Information supplied Block Start
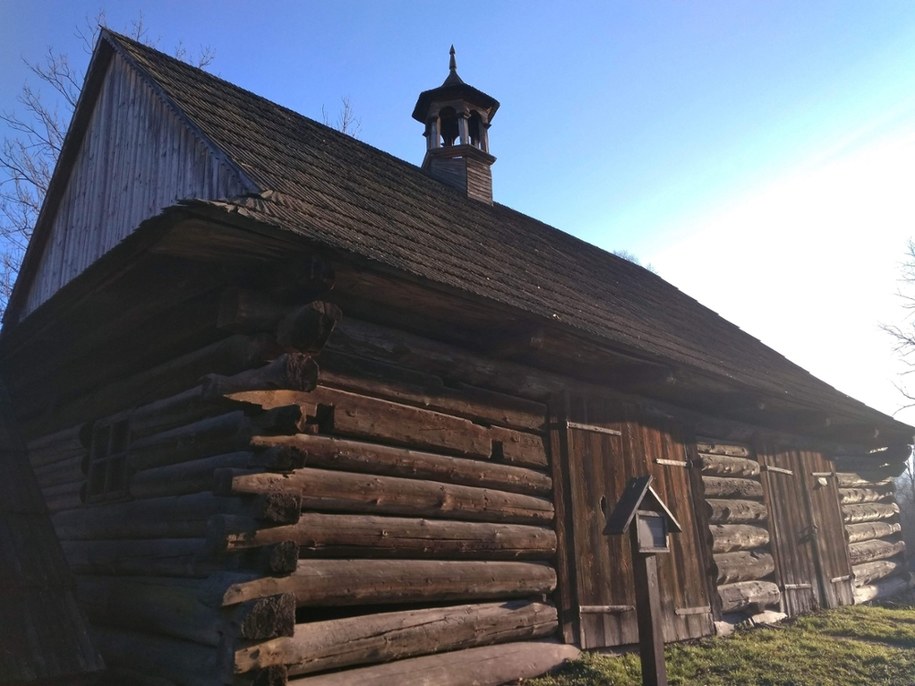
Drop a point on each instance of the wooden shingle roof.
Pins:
(345, 195)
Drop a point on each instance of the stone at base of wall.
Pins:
(732, 622)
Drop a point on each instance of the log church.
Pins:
(305, 413)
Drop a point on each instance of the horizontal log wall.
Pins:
(414, 492)
(875, 545)
(738, 525)
(150, 556)
(253, 497)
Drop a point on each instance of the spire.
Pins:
(456, 117)
(453, 79)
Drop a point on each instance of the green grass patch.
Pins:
(851, 646)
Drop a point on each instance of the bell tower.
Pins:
(457, 118)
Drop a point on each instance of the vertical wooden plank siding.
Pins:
(150, 160)
(684, 598)
(791, 528)
(832, 551)
(599, 466)
(597, 472)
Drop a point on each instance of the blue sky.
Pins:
(760, 155)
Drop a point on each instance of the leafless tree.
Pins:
(903, 335)
(27, 158)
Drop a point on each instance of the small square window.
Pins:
(107, 476)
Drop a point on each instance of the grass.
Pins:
(850, 646)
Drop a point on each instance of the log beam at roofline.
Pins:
(568, 357)
(545, 346)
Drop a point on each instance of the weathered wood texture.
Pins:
(869, 530)
(869, 512)
(338, 535)
(728, 538)
(865, 495)
(725, 465)
(807, 530)
(868, 572)
(484, 666)
(723, 487)
(358, 456)
(739, 537)
(173, 661)
(748, 594)
(735, 511)
(745, 565)
(126, 134)
(884, 588)
(326, 490)
(320, 646)
(345, 582)
(184, 609)
(878, 549)
(599, 465)
(873, 531)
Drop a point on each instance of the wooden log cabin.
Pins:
(305, 413)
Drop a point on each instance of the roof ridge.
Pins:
(116, 40)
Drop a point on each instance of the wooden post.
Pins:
(648, 610)
(642, 513)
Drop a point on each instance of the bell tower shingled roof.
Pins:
(457, 117)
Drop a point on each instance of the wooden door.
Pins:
(792, 531)
(603, 445)
(822, 492)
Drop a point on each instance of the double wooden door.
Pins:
(603, 445)
(807, 531)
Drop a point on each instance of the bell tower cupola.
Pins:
(457, 118)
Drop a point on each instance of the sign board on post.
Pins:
(650, 535)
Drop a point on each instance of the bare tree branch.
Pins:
(346, 122)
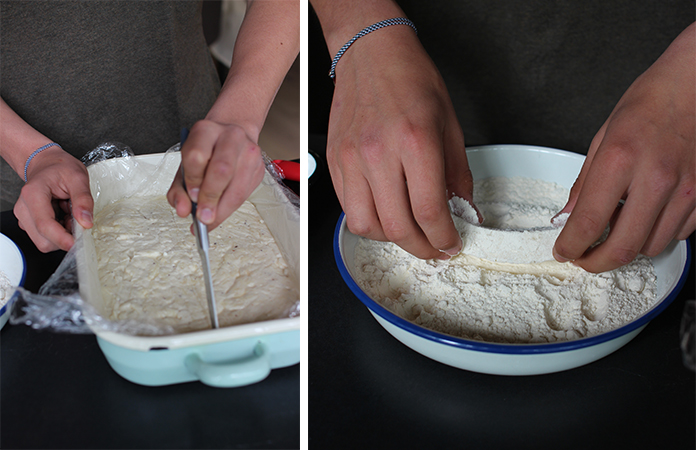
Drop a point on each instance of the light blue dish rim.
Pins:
(516, 349)
(21, 281)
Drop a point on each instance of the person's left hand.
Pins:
(644, 154)
(222, 167)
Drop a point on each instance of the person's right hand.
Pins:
(57, 190)
(395, 147)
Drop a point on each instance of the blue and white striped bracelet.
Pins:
(368, 30)
(36, 152)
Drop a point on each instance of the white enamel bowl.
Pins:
(13, 265)
(558, 166)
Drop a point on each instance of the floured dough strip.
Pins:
(511, 247)
(555, 269)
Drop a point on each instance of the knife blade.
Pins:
(200, 230)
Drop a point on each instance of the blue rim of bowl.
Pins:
(487, 347)
(21, 280)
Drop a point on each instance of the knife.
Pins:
(200, 230)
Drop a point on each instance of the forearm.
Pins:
(342, 19)
(17, 138)
(267, 44)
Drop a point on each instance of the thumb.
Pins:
(460, 181)
(580, 180)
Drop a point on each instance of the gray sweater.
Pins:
(83, 73)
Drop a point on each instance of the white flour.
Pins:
(6, 289)
(505, 286)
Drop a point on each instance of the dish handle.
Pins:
(236, 373)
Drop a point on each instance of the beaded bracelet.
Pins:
(368, 30)
(36, 152)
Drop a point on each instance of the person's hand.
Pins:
(644, 154)
(395, 148)
(222, 167)
(57, 191)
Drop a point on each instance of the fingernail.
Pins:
(206, 215)
(87, 216)
(558, 257)
(454, 251)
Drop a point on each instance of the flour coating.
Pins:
(6, 289)
(149, 266)
(513, 299)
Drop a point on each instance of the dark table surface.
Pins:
(367, 390)
(58, 391)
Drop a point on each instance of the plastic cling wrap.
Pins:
(71, 300)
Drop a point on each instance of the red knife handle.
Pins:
(288, 170)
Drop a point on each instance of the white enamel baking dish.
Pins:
(14, 266)
(557, 166)
(225, 357)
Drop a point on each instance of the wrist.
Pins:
(340, 21)
(49, 155)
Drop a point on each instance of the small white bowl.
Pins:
(558, 166)
(13, 265)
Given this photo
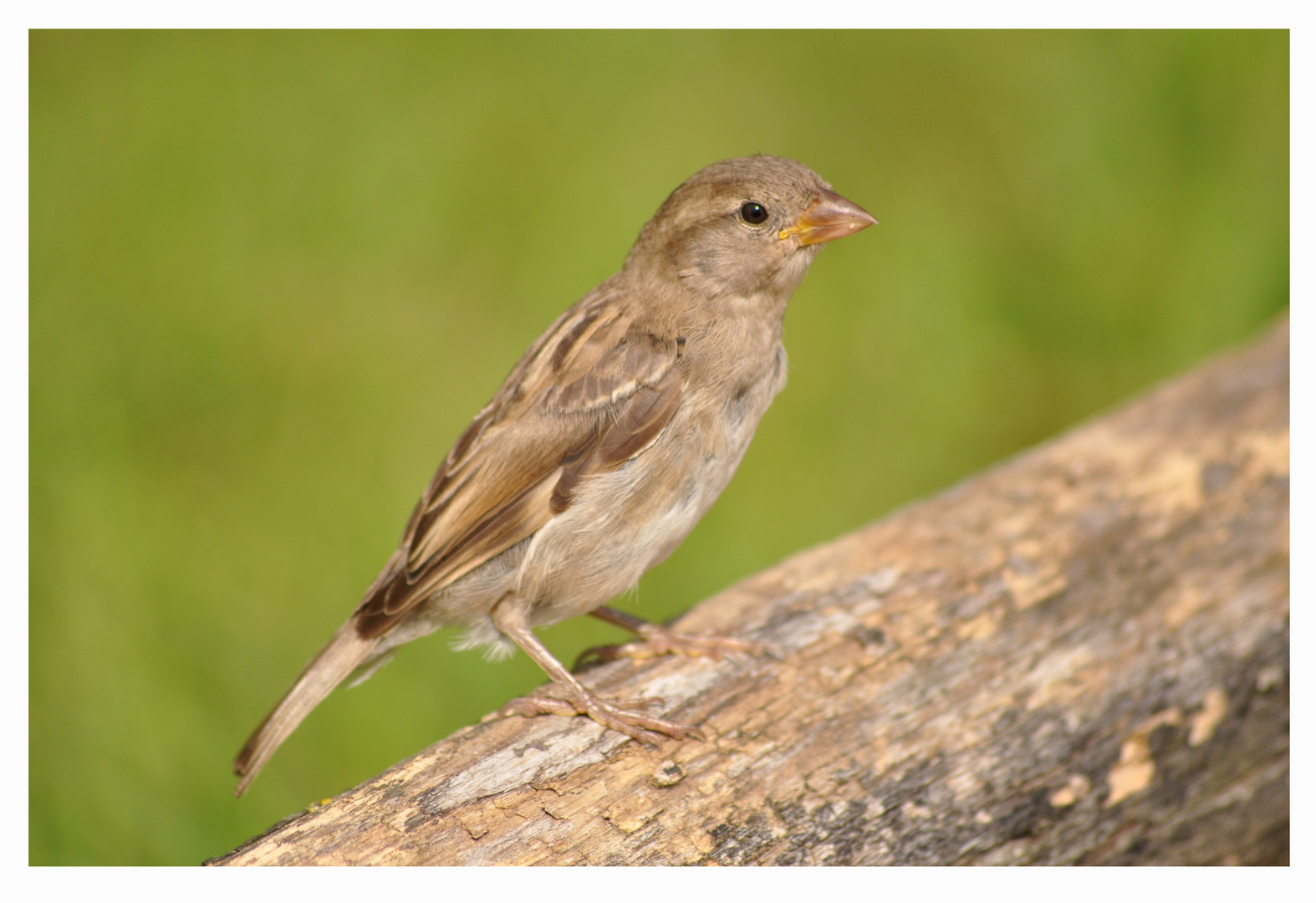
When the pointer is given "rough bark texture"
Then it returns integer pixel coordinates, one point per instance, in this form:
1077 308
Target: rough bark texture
1081 656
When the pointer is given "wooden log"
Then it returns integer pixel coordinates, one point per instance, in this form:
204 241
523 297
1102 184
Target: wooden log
1077 657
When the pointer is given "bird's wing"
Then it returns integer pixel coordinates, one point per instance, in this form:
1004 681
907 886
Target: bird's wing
593 392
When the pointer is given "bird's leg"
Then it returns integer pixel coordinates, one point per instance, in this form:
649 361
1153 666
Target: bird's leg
658 640
575 698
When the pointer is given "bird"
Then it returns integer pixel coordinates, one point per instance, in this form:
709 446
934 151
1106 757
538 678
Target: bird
607 442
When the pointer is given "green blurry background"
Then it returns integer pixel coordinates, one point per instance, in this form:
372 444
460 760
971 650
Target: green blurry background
273 275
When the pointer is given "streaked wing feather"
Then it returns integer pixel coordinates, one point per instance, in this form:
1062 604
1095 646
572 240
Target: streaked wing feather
589 394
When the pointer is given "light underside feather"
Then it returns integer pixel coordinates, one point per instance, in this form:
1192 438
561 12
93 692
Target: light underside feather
593 394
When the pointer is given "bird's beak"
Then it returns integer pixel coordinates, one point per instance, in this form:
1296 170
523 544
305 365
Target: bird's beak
832 216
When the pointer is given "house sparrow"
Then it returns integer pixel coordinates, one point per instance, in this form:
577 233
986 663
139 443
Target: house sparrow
602 451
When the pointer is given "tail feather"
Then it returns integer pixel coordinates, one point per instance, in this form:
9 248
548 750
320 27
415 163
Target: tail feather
325 671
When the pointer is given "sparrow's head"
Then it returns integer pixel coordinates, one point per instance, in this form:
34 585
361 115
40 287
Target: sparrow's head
745 227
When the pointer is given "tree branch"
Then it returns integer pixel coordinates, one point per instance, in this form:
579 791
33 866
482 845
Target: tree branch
1079 656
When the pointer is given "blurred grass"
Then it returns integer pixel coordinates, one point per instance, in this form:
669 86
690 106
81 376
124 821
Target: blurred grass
274 274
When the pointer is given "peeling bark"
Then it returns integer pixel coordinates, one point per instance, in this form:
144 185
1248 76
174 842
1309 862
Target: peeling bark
1077 657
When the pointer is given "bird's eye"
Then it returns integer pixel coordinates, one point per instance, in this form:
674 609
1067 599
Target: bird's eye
753 212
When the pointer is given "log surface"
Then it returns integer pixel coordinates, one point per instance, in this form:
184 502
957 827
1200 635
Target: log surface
1077 657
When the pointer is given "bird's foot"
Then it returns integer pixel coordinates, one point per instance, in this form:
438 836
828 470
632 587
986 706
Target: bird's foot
621 715
658 640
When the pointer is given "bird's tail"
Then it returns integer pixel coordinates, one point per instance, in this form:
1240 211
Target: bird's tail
325 671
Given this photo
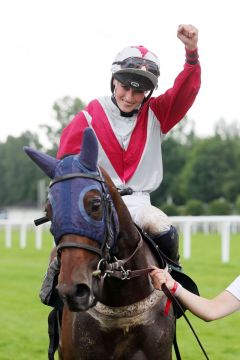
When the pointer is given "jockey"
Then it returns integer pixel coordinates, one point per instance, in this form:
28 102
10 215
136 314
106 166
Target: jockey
130 126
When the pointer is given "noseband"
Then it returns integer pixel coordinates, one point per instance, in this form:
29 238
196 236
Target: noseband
103 251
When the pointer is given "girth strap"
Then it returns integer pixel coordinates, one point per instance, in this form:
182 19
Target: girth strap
73 245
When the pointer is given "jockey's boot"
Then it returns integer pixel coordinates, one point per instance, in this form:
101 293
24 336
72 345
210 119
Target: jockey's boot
168 243
48 293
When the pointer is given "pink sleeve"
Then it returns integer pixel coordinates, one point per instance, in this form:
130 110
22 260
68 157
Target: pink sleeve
173 105
71 137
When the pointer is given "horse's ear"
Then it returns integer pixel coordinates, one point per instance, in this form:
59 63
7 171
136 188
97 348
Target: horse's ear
89 150
46 162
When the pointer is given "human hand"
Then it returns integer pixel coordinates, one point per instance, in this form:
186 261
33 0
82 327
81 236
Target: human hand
188 34
160 277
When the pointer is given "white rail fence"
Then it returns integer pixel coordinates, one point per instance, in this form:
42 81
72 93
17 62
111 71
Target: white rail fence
224 225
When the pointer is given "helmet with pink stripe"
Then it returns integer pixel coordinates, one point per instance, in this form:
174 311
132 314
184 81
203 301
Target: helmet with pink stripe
137 67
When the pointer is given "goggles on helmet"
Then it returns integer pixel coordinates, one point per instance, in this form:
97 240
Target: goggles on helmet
139 63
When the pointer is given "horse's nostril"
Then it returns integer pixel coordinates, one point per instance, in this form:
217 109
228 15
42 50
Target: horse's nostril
82 290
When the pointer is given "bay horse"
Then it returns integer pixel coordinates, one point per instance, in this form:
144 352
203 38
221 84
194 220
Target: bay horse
111 310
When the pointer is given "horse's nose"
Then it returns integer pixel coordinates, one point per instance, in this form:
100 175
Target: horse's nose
82 291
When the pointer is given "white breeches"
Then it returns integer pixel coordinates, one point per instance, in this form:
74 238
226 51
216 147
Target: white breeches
146 216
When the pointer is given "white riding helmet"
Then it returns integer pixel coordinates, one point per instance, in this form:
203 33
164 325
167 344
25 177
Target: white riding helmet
137 67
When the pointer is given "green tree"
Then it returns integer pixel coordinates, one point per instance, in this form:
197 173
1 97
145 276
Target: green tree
64 110
210 172
18 174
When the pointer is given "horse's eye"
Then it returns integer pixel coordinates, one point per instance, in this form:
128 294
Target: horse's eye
95 204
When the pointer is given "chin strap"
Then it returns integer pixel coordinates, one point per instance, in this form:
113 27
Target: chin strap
122 113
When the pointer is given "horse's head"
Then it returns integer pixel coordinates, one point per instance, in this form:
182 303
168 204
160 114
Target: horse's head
83 219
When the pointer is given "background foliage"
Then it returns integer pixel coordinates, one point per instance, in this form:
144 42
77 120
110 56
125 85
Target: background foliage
201 175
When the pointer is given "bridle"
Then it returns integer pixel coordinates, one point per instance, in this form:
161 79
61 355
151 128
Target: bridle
107 267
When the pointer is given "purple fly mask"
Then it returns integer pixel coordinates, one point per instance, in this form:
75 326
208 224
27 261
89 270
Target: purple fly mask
72 178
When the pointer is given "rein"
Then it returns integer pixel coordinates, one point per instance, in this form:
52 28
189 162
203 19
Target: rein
116 268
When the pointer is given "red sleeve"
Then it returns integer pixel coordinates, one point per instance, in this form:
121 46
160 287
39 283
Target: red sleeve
173 105
71 138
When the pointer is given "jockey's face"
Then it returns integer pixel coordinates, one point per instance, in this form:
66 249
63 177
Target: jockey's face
126 97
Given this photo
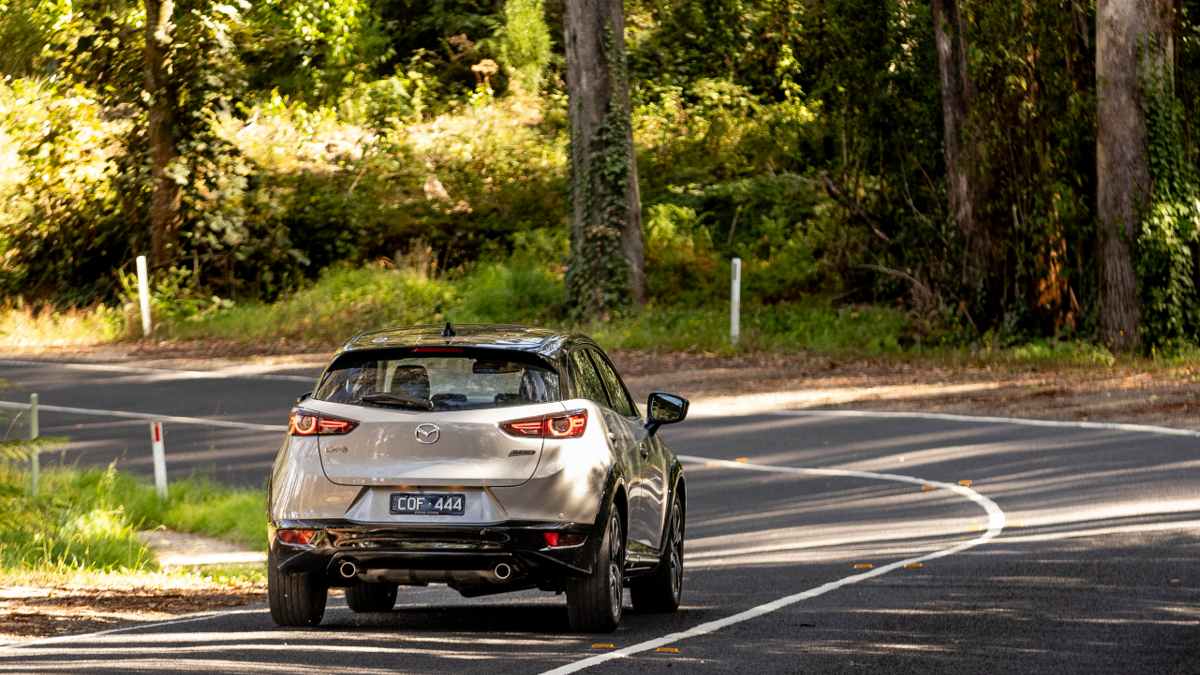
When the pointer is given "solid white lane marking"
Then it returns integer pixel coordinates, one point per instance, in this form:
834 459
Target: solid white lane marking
995 526
985 419
249 371
147 416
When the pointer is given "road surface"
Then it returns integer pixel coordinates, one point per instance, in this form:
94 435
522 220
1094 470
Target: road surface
817 542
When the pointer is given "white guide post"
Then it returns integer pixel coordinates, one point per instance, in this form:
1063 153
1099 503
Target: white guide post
736 302
144 296
35 467
160 459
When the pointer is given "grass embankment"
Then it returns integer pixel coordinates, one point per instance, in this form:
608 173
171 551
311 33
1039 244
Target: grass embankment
87 519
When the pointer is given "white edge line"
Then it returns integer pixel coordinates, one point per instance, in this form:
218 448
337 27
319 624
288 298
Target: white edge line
984 419
172 418
995 525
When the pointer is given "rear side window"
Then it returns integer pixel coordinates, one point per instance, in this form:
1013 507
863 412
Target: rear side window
587 381
617 393
439 382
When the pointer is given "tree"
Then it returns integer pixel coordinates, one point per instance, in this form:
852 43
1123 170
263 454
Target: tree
606 266
961 155
166 201
1132 37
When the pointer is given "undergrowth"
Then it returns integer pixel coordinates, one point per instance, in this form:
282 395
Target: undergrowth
88 518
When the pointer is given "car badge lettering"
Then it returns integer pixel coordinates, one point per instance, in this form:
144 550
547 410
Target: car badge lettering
427 434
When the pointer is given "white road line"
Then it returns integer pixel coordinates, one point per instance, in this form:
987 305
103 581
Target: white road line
984 419
172 418
995 525
246 371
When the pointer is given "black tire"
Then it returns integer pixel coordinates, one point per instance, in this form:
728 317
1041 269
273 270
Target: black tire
364 597
661 591
295 598
594 602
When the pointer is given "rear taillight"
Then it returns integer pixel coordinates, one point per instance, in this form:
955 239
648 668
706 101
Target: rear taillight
297 537
304 423
558 425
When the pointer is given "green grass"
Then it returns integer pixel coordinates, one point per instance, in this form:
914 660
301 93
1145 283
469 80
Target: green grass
88 518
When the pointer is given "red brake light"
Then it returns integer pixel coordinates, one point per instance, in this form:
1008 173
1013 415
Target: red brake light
303 423
564 539
301 537
559 425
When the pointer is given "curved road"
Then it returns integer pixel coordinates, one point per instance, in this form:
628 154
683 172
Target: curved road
816 542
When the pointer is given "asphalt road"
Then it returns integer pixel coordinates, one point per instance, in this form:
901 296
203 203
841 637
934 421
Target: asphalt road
1097 567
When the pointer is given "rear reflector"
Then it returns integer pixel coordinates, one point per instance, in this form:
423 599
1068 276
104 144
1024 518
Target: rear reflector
558 425
298 537
562 539
304 423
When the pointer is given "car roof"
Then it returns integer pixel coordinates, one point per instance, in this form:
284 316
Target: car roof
486 335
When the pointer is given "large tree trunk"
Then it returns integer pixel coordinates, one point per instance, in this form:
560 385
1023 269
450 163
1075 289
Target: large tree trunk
166 197
960 151
606 267
1132 37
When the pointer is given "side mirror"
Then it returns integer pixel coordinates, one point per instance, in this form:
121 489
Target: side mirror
664 408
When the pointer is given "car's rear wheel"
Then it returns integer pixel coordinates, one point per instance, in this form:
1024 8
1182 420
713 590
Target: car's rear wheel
364 597
297 598
594 603
661 591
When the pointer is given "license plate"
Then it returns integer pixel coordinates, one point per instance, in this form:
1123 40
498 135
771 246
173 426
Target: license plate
427 503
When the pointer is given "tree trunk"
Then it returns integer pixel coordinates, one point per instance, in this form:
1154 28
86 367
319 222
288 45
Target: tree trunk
606 266
960 153
1132 36
166 197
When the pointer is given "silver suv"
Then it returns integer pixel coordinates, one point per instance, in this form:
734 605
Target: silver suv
487 458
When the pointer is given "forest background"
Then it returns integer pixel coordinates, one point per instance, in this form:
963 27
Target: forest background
895 174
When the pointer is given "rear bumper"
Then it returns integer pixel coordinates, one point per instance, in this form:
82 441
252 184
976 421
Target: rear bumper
419 550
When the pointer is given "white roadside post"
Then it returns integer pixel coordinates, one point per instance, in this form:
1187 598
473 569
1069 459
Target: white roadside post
736 302
160 459
144 296
35 469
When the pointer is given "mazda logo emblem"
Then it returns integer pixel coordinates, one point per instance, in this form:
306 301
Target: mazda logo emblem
427 434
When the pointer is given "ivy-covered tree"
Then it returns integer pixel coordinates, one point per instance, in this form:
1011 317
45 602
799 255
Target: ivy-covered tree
606 263
1133 40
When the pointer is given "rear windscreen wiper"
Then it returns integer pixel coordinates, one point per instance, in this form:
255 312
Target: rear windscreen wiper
385 399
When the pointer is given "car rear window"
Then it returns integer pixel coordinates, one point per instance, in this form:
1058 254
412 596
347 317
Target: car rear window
456 380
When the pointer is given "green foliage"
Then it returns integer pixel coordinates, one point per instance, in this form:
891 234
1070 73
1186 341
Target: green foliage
60 208
525 45
599 279
1168 237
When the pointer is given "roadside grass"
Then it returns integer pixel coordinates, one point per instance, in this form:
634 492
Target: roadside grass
87 519
24 326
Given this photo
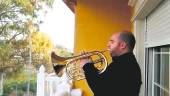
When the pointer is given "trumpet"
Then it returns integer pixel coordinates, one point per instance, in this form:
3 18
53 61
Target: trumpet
72 66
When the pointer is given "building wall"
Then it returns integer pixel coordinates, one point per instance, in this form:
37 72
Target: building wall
96 20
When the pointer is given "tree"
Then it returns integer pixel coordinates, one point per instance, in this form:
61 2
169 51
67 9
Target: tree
15 18
41 49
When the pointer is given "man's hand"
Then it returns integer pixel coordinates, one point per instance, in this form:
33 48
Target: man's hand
85 60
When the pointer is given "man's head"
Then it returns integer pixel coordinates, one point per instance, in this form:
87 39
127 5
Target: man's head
121 42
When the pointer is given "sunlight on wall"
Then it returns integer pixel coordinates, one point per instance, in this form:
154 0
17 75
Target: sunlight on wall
59 24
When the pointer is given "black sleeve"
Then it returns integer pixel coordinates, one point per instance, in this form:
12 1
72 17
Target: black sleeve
92 76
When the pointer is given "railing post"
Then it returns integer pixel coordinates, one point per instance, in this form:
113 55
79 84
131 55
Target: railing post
41 81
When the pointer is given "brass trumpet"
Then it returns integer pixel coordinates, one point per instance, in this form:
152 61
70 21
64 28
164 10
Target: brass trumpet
73 69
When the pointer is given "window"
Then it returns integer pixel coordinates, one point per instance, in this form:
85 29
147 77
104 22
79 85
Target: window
157 73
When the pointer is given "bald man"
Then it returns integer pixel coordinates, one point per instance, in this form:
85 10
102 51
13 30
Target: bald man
123 76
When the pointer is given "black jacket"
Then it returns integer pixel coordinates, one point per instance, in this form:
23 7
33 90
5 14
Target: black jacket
121 78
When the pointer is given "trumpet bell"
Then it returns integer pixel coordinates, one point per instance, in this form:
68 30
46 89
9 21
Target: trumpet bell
72 66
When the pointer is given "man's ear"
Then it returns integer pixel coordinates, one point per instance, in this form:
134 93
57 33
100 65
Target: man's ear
123 45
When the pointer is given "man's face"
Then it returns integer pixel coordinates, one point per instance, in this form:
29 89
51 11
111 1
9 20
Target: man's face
114 45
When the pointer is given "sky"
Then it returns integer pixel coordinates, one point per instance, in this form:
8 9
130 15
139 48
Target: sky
58 23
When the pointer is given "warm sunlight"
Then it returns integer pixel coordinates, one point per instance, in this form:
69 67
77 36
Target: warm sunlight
59 24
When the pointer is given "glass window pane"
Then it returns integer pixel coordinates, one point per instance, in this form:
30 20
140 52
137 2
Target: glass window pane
165 69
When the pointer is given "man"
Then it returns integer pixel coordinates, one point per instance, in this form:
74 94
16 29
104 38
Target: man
123 76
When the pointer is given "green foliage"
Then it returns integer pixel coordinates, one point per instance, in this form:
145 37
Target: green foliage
17 84
17 18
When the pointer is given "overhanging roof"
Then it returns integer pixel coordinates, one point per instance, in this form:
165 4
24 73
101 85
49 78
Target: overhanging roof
71 4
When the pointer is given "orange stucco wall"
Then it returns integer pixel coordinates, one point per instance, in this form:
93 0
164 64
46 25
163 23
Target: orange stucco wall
Information supplied Block End
Exercise goal
Where a line of the data holds "dish", show that line.

Exercise answer
Drop a point on each instance of the light blue dish rim.
Drop a point on each instance of the dish handle.
Drop a point on each instance of the white enamel baking dish.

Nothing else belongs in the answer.